-- Data provided --
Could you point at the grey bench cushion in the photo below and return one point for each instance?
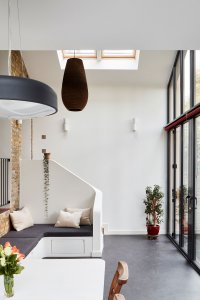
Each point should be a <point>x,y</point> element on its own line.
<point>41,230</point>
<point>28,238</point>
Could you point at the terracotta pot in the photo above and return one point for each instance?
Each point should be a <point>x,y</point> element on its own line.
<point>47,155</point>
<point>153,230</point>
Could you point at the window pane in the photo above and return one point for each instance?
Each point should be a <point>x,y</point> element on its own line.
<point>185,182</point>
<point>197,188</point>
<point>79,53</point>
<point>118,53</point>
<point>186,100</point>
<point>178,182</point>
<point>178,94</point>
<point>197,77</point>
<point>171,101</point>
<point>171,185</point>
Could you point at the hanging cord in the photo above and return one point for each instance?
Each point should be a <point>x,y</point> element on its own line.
...
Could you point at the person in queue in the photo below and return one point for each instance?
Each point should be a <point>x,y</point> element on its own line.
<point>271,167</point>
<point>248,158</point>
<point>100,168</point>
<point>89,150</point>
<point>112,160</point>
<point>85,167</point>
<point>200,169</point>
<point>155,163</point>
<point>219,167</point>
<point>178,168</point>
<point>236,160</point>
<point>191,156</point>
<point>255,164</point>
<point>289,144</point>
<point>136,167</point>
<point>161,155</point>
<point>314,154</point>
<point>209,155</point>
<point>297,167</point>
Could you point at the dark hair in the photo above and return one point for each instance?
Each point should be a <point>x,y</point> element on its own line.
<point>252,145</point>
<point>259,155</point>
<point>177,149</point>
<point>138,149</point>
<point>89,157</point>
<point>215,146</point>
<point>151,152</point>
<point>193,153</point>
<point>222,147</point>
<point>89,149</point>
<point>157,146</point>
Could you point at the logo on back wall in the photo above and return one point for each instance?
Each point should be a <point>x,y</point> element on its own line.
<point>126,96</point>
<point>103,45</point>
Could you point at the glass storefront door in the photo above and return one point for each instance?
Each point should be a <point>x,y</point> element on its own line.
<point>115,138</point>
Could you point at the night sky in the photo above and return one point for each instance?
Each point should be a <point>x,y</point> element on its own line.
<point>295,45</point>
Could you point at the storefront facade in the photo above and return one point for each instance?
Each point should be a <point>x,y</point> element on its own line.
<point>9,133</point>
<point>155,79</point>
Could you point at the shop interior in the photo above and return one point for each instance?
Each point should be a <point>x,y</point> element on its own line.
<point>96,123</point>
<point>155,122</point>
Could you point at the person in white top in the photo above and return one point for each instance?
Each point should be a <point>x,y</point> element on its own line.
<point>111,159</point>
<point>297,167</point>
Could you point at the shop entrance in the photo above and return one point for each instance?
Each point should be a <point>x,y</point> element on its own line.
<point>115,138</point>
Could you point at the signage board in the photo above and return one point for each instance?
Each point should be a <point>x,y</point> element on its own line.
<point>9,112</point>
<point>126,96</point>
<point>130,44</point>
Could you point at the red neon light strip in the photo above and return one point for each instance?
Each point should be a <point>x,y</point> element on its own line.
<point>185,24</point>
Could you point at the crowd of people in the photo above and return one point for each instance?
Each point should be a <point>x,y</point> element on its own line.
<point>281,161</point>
...
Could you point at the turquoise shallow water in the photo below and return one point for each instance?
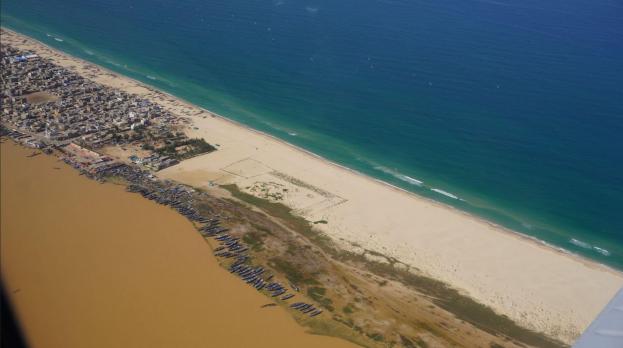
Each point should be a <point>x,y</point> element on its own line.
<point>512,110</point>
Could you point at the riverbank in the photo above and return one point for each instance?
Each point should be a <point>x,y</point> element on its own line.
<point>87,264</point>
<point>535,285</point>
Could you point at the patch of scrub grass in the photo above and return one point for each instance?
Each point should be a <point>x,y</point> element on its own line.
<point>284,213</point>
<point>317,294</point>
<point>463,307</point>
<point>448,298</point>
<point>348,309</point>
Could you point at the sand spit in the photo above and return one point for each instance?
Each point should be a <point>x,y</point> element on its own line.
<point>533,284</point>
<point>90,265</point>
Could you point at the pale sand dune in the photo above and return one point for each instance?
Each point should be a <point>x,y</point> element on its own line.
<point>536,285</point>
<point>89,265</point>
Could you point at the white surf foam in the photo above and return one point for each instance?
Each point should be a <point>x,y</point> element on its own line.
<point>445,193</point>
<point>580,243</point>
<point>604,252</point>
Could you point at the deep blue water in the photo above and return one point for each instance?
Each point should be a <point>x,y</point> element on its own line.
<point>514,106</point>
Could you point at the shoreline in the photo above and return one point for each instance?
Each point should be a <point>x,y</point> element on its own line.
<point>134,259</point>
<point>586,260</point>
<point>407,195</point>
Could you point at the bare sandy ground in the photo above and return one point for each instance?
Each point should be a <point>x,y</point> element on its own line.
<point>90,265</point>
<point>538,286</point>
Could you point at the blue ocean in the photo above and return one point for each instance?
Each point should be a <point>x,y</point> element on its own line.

-- Exercise details --
Only the number is wanted: how many lines of the material above include the word "person"?

-- Answer --
2